Exercise data –

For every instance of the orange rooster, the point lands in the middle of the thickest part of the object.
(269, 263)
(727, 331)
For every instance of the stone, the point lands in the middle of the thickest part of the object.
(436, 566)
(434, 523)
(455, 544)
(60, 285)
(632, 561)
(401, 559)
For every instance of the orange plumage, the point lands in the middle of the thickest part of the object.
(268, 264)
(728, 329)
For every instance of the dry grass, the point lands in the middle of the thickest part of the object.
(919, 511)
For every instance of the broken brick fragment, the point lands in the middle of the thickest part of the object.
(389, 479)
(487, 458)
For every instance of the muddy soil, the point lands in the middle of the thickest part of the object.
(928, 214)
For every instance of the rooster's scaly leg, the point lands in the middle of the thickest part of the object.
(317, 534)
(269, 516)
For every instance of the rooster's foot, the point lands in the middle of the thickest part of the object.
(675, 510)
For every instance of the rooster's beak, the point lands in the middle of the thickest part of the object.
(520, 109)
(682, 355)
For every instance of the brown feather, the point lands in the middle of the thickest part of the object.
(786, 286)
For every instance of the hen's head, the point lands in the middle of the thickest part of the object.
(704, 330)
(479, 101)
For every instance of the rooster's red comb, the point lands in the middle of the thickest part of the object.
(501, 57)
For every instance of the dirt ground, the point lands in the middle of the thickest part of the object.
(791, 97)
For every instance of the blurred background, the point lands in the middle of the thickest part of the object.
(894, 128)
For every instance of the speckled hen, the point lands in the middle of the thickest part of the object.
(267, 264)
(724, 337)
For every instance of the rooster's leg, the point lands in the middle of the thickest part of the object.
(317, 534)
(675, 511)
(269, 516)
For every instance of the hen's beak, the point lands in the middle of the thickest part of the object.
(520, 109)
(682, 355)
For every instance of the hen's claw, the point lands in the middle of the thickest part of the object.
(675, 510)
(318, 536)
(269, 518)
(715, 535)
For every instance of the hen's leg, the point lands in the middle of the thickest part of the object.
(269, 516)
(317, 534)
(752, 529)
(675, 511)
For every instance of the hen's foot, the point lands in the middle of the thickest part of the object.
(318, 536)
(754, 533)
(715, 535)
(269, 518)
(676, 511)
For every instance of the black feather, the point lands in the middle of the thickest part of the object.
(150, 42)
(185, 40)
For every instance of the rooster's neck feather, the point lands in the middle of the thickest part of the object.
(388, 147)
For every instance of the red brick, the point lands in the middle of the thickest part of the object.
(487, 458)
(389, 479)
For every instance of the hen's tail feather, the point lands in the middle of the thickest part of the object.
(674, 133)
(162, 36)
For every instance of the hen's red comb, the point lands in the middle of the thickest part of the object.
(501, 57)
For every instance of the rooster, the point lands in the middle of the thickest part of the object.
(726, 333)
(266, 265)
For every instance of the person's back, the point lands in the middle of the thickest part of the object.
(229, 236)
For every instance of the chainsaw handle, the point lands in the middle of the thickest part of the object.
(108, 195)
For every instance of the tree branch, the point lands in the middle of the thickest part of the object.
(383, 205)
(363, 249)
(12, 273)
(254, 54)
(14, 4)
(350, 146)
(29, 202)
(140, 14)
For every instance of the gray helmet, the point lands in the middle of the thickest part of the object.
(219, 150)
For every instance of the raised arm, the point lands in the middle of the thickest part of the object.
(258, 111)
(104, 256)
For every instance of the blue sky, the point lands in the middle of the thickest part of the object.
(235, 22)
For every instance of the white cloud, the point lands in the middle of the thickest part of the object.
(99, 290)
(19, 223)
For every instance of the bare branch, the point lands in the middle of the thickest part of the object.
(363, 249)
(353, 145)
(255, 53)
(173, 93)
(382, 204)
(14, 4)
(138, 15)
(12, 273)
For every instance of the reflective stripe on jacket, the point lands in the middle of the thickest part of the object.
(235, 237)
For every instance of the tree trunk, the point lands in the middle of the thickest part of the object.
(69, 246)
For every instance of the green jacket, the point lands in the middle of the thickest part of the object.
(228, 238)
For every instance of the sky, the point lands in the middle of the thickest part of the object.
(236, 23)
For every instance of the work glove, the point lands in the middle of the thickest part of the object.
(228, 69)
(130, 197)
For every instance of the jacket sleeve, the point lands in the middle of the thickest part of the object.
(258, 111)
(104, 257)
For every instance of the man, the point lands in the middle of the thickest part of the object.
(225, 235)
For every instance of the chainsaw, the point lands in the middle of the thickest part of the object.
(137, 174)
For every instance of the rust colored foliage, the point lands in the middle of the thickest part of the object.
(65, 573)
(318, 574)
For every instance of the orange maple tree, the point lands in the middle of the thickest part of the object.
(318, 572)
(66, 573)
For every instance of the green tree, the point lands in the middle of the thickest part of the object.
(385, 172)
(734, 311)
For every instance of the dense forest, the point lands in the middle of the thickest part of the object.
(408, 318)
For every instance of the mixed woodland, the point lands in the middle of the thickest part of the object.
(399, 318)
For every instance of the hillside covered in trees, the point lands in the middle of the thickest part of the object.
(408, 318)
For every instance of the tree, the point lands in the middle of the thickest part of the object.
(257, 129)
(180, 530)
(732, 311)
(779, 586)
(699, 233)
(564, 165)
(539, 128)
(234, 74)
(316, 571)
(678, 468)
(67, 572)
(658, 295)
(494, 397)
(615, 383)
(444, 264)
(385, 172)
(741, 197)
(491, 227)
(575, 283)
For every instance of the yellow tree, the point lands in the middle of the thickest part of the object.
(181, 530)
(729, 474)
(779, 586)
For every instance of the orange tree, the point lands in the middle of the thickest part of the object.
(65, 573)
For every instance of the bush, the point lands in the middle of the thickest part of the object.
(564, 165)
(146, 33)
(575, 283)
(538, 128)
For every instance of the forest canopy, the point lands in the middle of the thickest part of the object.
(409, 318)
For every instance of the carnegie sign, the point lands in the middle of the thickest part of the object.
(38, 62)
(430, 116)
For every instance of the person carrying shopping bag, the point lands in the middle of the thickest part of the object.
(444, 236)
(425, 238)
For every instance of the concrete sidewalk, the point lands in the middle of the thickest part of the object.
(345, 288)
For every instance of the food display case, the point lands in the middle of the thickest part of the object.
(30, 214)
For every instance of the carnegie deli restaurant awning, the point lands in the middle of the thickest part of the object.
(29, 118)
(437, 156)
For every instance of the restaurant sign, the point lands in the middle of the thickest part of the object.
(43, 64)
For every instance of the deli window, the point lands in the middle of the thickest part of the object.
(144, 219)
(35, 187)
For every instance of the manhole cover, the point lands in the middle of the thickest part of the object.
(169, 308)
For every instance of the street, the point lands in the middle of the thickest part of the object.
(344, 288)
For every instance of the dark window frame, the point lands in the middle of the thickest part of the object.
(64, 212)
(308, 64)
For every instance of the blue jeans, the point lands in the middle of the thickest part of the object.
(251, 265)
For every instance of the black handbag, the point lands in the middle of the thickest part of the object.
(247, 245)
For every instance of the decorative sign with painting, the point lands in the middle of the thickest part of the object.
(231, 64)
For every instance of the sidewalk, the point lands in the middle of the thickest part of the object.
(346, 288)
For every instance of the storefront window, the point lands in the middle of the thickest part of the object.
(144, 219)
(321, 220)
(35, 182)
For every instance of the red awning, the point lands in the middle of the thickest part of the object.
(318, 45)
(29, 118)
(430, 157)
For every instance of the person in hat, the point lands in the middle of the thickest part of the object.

Stated goal – Starting with the line that contains "For every instance of the blue jeans, the" and going on through the end of the records, update the lines by changing "thickest" to "widest", with nothing else altered. Write out only those lines.

Solution to the problem –
For every instance of the blue jeans, the point lands in the middle of the widest part of the object.
(251, 265)
For every instance of the black handbag, the point lands in the middle of the widest part of the object.
(247, 245)
For every instance of the decorative sign with painting, the point lands in the middle of the widest part of the object.
(231, 64)
For every instance of the sidewalk, the point lands in the middle of the widest part of the object.
(346, 288)
For every instance of the storefront window, the point lands in the middle of the widest part of the object.
(144, 219)
(321, 220)
(35, 182)
For every instance of the red awning, the point lands in the middle of the widest part of the object.
(318, 45)
(29, 118)
(430, 157)
For every instance of the person in hat, the point lands in the middle of the widest part of the object.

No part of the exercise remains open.